=== Uittreksel gegevens ===
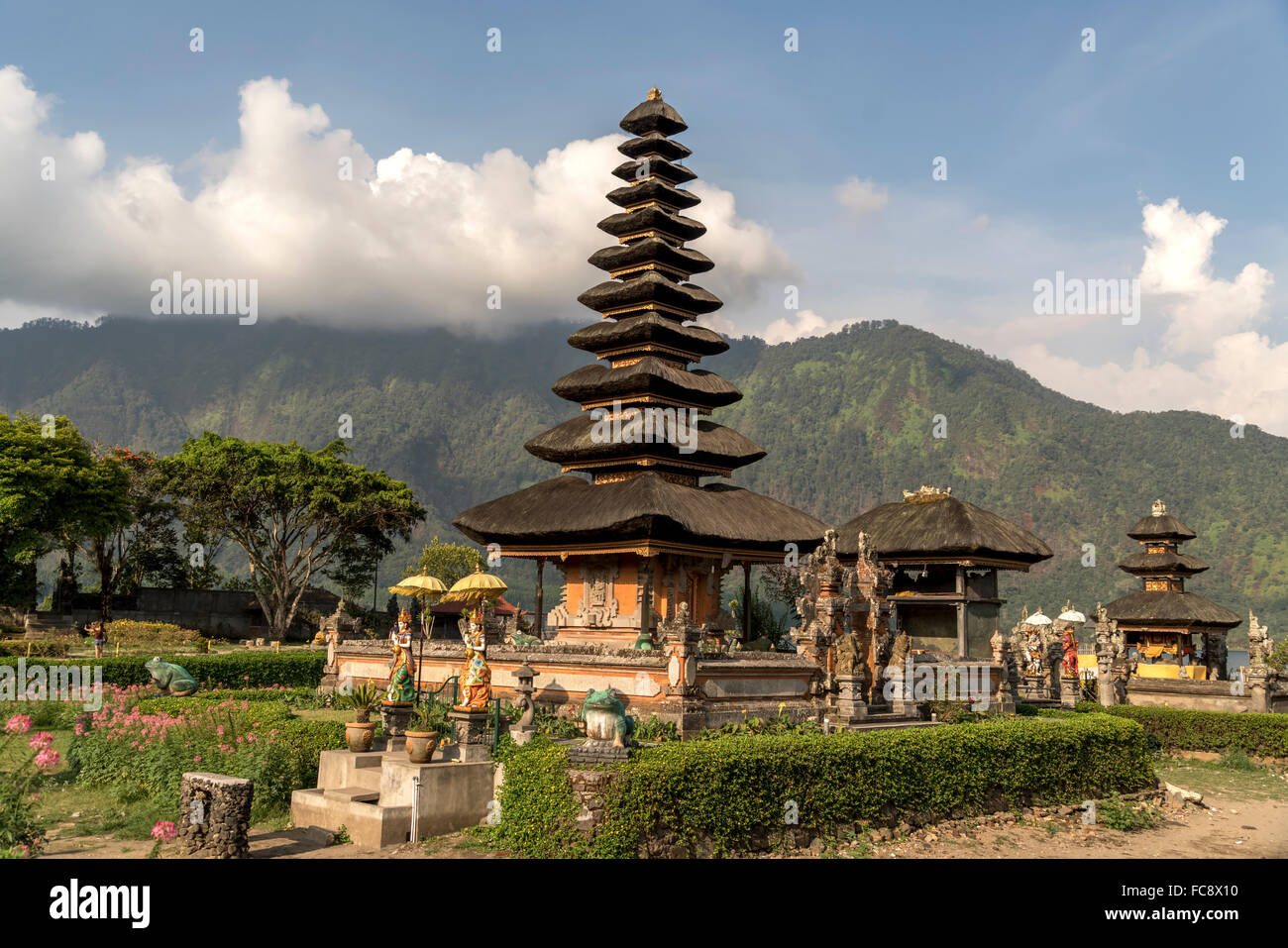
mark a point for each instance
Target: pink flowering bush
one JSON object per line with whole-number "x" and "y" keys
{"x": 145, "y": 745}
{"x": 22, "y": 766}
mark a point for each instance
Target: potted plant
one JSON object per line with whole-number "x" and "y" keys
{"x": 360, "y": 732}
{"x": 421, "y": 741}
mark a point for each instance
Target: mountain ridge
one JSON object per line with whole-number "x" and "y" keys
{"x": 848, "y": 419}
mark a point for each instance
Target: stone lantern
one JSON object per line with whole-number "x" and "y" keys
{"x": 523, "y": 729}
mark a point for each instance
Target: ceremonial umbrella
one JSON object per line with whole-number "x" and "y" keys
{"x": 429, "y": 588}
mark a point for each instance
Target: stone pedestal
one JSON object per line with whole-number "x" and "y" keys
{"x": 214, "y": 815}
{"x": 850, "y": 706}
{"x": 596, "y": 753}
{"x": 471, "y": 732}
{"x": 1070, "y": 690}
{"x": 394, "y": 716}
{"x": 1258, "y": 689}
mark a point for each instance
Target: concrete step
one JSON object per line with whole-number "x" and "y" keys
{"x": 359, "y": 794}
{"x": 893, "y": 724}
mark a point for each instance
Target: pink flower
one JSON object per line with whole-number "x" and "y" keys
{"x": 47, "y": 759}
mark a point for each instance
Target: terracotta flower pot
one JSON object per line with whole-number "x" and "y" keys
{"x": 360, "y": 736}
{"x": 421, "y": 746}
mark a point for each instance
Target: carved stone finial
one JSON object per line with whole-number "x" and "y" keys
{"x": 926, "y": 493}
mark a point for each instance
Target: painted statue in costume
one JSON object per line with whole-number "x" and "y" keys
{"x": 402, "y": 675}
{"x": 476, "y": 678}
{"x": 1069, "y": 644}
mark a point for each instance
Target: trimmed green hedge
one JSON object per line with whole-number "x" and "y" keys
{"x": 235, "y": 670}
{"x": 732, "y": 789}
{"x": 1265, "y": 736}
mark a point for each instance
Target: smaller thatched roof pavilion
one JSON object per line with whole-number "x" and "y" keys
{"x": 945, "y": 554}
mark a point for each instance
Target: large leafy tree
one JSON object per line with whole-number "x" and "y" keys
{"x": 297, "y": 514}
{"x": 52, "y": 487}
{"x": 133, "y": 543}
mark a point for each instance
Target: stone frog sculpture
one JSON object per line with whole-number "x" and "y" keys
{"x": 605, "y": 717}
{"x": 170, "y": 679}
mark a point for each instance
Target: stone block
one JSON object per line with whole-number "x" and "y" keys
{"x": 214, "y": 815}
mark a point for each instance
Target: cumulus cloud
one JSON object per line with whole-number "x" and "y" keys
{"x": 800, "y": 325}
{"x": 1211, "y": 361}
{"x": 862, "y": 196}
{"x": 403, "y": 240}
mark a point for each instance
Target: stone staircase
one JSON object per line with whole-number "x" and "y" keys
{"x": 372, "y": 796}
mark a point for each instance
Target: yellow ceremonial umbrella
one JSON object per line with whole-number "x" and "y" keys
{"x": 476, "y": 587}
{"x": 430, "y": 588}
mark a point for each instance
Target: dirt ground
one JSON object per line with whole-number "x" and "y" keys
{"x": 1243, "y": 814}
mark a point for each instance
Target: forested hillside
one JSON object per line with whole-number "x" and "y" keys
{"x": 848, "y": 421}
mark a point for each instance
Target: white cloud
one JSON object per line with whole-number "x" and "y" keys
{"x": 1231, "y": 371}
{"x": 411, "y": 239}
{"x": 862, "y": 196}
{"x": 804, "y": 322}
{"x": 1179, "y": 263}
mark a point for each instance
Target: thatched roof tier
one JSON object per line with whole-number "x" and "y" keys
{"x": 656, "y": 167}
{"x": 653, "y": 115}
{"x": 645, "y": 514}
{"x": 651, "y": 250}
{"x": 651, "y": 145}
{"x": 644, "y": 334}
{"x": 648, "y": 222}
{"x": 649, "y": 286}
{"x": 1164, "y": 528}
{"x": 653, "y": 191}
{"x": 1171, "y": 609}
{"x": 590, "y": 385}
{"x": 1162, "y": 565}
{"x": 941, "y": 528}
{"x": 581, "y": 445}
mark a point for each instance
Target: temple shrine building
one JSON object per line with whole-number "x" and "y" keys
{"x": 639, "y": 519}
{"x": 944, "y": 556}
{"x": 1164, "y": 625}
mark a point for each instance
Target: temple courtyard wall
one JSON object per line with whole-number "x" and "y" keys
{"x": 1198, "y": 695}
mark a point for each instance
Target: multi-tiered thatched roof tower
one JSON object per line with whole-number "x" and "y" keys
{"x": 631, "y": 523}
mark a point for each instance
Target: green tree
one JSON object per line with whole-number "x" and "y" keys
{"x": 297, "y": 514}
{"x": 133, "y": 543}
{"x": 51, "y": 488}
{"x": 449, "y": 562}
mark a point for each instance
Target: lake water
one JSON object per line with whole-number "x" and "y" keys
{"x": 1235, "y": 660}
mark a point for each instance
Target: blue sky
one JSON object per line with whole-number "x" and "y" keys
{"x": 1054, "y": 154}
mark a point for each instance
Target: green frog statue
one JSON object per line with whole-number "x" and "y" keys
{"x": 170, "y": 679}
{"x": 605, "y": 717}
{"x": 402, "y": 675}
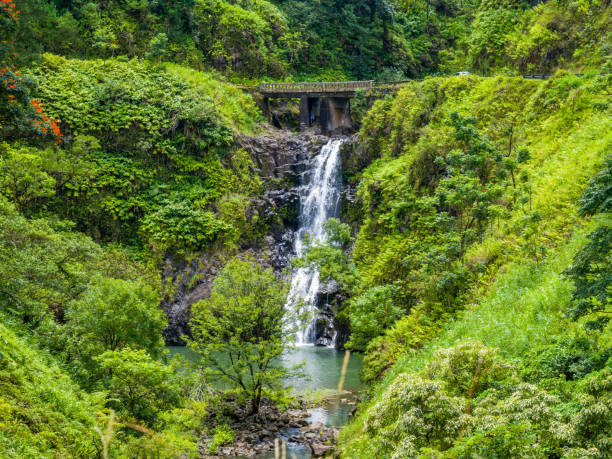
===
• Doel opdracht: Verzamel uit de gegevens hierboven elke regel waarin het woord "temple" voorkomt.

• Afgeronde oefening:
Target: temple shrine building
Target: temple courtyard wall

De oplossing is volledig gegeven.